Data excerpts
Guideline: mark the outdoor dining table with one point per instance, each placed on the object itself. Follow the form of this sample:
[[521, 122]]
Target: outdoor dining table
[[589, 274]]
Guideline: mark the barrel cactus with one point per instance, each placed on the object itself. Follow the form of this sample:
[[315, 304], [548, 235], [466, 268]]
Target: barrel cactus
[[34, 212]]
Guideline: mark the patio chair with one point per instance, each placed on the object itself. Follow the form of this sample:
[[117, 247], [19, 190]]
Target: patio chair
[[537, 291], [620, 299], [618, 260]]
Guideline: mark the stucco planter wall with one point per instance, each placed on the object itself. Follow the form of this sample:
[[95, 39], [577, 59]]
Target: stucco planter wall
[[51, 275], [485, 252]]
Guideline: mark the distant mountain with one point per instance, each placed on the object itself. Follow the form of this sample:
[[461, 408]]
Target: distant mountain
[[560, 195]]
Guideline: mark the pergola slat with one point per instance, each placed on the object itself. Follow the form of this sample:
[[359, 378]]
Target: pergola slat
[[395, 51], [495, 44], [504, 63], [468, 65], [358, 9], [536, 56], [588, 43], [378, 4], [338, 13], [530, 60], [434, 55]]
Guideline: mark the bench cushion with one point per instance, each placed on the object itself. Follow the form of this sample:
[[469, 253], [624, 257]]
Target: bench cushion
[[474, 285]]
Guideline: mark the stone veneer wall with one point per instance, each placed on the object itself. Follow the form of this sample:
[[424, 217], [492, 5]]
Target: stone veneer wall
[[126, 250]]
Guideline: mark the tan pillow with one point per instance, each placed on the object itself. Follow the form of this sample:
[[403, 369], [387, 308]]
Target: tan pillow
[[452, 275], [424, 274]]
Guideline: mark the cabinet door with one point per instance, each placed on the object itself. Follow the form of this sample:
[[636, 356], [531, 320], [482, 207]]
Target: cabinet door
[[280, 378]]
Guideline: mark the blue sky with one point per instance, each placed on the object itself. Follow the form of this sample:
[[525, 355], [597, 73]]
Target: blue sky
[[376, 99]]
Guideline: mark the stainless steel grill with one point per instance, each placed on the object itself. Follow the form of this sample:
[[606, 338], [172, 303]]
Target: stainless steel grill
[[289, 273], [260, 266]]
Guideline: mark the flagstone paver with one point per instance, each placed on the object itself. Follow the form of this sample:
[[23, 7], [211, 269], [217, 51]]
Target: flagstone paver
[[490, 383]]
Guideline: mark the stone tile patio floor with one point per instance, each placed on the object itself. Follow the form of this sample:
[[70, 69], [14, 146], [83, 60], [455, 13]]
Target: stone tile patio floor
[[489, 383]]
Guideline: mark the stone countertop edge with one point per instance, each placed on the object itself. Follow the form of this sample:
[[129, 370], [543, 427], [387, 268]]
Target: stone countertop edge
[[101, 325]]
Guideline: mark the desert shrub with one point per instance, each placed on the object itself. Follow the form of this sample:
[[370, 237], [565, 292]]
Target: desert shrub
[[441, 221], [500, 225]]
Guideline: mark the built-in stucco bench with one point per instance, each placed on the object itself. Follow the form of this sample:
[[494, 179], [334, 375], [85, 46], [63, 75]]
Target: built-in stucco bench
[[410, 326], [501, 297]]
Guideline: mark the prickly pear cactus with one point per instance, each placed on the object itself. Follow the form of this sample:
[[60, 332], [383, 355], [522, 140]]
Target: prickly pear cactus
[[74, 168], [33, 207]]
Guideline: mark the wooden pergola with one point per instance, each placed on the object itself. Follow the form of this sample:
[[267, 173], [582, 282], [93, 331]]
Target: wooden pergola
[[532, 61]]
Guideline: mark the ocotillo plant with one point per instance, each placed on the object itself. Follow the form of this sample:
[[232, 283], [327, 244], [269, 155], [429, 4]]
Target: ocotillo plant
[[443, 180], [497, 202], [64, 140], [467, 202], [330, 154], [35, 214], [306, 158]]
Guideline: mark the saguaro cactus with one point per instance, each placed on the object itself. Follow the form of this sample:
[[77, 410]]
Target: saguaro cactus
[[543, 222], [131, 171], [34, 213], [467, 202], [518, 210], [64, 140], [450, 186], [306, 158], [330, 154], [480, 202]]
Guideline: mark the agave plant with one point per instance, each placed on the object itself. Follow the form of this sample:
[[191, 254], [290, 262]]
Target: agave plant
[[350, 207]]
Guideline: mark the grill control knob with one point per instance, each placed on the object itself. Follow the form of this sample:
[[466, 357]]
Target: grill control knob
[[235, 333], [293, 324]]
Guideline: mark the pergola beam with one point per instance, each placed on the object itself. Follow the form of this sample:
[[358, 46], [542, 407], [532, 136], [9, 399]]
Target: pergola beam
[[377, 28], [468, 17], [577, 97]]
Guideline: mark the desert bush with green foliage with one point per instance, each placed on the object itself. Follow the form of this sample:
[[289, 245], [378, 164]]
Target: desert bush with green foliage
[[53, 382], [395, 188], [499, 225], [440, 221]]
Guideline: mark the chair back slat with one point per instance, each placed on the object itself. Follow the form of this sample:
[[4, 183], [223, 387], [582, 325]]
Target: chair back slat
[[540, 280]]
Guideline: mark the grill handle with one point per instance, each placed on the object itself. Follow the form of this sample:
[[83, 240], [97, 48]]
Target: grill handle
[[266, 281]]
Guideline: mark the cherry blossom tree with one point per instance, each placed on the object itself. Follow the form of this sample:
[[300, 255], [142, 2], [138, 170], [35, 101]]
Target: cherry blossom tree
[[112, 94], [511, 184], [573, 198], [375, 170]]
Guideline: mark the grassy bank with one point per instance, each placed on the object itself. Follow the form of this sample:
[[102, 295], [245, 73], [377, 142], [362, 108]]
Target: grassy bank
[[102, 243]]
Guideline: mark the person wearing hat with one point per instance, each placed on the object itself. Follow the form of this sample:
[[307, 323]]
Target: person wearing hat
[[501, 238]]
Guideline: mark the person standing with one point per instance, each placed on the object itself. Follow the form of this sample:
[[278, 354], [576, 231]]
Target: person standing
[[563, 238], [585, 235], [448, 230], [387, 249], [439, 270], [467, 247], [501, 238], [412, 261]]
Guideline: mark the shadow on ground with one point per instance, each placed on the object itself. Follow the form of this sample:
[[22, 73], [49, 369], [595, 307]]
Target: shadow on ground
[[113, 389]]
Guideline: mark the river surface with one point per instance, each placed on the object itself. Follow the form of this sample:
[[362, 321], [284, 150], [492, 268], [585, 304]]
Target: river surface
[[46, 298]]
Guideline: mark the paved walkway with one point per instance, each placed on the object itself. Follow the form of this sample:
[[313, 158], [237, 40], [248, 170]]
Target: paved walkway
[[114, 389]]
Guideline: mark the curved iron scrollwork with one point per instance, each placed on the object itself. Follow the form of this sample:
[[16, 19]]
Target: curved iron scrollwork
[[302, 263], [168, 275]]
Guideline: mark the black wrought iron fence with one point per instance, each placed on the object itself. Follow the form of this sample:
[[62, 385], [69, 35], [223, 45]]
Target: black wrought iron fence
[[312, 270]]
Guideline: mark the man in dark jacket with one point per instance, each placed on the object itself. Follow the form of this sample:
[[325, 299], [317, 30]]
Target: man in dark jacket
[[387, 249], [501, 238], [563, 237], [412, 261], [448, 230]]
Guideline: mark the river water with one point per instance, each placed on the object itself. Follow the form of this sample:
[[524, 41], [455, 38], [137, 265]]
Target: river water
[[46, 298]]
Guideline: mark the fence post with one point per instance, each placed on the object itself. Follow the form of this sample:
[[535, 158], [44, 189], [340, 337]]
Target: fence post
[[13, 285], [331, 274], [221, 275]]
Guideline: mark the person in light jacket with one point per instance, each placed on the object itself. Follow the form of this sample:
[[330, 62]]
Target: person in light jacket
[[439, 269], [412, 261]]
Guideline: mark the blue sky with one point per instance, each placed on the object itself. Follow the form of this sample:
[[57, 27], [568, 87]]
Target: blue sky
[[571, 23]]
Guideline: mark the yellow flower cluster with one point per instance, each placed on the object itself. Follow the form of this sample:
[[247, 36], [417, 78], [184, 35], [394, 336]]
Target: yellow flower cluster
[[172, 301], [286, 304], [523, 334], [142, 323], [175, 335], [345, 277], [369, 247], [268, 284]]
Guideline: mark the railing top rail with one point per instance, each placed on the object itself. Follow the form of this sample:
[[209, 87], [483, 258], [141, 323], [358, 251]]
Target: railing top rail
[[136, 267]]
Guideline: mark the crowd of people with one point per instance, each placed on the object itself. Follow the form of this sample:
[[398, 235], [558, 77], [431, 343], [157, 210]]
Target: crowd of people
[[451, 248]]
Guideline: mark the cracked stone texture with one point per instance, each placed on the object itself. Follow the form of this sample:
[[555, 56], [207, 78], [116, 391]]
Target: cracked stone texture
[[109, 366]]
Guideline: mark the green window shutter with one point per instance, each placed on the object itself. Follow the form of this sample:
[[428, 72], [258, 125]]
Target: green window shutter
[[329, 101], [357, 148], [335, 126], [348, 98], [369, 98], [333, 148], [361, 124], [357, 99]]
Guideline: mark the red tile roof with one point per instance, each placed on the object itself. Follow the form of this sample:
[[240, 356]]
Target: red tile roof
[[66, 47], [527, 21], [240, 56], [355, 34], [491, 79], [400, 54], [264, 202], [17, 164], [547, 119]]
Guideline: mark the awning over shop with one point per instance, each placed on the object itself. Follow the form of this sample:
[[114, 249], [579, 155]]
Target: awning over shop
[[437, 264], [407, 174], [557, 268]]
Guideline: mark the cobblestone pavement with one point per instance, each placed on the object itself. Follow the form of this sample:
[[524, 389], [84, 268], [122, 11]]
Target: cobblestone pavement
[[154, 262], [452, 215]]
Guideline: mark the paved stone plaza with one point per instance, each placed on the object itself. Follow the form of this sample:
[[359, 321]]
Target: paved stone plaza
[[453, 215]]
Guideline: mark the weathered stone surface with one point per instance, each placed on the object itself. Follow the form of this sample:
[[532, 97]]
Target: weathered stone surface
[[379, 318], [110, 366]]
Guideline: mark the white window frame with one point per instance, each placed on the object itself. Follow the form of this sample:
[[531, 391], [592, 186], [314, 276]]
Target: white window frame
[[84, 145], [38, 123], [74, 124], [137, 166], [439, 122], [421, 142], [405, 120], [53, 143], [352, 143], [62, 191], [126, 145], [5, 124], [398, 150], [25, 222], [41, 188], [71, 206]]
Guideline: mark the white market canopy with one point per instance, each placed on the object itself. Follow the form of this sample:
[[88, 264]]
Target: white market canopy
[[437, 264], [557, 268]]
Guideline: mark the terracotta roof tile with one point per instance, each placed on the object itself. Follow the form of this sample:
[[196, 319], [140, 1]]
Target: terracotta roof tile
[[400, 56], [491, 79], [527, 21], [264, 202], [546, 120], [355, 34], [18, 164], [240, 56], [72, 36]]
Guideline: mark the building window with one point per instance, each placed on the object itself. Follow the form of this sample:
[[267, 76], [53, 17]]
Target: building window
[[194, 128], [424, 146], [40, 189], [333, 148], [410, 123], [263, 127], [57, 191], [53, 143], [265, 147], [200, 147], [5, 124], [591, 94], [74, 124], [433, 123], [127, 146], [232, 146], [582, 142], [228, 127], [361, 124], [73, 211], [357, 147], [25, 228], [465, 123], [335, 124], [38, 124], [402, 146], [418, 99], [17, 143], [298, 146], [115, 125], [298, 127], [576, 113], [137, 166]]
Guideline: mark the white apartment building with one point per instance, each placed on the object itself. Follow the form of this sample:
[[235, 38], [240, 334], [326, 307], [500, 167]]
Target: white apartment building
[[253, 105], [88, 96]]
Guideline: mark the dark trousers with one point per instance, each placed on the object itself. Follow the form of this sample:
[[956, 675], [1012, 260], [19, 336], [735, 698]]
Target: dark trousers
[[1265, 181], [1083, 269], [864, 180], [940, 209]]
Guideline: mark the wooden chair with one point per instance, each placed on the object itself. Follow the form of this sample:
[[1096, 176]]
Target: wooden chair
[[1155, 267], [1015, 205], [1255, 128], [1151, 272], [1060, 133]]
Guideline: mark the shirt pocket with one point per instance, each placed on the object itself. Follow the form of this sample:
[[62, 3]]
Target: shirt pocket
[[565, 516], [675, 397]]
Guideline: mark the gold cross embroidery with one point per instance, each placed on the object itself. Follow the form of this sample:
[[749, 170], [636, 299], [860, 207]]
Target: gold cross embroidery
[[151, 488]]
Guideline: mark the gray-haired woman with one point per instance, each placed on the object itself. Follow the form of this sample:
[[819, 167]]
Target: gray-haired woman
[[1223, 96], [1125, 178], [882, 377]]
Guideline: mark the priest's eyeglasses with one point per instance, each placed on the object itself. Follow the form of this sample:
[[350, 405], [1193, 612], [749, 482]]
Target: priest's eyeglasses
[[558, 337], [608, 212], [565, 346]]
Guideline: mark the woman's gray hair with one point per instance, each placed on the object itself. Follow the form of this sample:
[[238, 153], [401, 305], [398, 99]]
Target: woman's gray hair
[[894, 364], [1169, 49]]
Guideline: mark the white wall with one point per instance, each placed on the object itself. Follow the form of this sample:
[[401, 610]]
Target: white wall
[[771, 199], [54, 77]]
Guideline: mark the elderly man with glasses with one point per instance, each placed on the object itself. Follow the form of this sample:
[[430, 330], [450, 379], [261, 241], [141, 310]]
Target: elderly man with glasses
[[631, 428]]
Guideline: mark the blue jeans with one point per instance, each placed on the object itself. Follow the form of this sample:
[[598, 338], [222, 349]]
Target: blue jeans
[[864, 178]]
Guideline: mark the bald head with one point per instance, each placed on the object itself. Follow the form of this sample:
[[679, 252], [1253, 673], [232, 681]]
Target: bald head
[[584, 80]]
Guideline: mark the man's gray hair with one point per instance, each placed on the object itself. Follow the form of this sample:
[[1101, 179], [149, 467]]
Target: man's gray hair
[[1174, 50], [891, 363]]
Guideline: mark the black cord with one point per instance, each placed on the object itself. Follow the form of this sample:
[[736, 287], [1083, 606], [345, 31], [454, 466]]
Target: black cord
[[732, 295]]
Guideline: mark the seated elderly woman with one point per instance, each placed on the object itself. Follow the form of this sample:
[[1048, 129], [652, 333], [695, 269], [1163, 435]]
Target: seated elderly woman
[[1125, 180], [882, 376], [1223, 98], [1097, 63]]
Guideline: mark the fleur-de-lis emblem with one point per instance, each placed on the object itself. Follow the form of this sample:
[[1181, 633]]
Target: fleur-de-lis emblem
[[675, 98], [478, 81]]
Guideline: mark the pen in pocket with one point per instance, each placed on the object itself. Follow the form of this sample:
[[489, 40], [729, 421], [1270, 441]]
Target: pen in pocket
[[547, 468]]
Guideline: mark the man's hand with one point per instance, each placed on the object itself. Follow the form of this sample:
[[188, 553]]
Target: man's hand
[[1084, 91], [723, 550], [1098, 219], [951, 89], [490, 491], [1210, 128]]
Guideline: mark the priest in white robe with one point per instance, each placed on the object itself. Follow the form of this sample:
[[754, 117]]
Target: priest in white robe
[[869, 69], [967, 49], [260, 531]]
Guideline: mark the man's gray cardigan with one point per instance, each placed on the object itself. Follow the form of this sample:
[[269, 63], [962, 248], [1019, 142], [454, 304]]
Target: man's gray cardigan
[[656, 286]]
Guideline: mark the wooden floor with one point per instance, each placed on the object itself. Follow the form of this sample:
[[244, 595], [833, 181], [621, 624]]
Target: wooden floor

* **Task details**
Copy range, inclusive: the line holding "[[370, 237], [565, 292]]" to the line holding "[[77, 410]]". Reproduce exactly those lines of the records above and no others.

* **Written solution**
[[370, 237], [565, 292]]
Target: desert shrub
[[441, 221], [500, 225]]
Guideline: mark the built-in stucco bench with one point per instance, each placed on the object itself. Follow the form of this sample:
[[494, 179], [334, 375], [85, 46], [63, 75]]
Target: built-in stucco bench
[[410, 326], [501, 297]]
Guideline: mark the prickly pear cactus with one point per instance, each placed on the object itself. Follow the form of this sample:
[[60, 332], [383, 355], [522, 140]]
Target: prickly pear cactus
[[74, 168], [33, 207]]
Guideline: mark the wooden pergola with one point per instance, each placed on the object itself. Follow the form of this sample:
[[267, 173], [582, 282], [93, 331]]
Target: wooden pergola
[[532, 61]]
Guideline: mark the ocotillo plant with one point per instance, each placed on the object itself. Follow the form of this sample:
[[232, 283], [327, 244], [269, 155], [429, 4]]
Target: ocotillo plant
[[443, 180], [497, 202], [64, 140], [467, 202], [330, 154], [35, 214], [306, 158]]
Guideline: mark the saguaro cactus with one point per instance, each placed on the object itself. Follow the form of this sample:
[[77, 410]]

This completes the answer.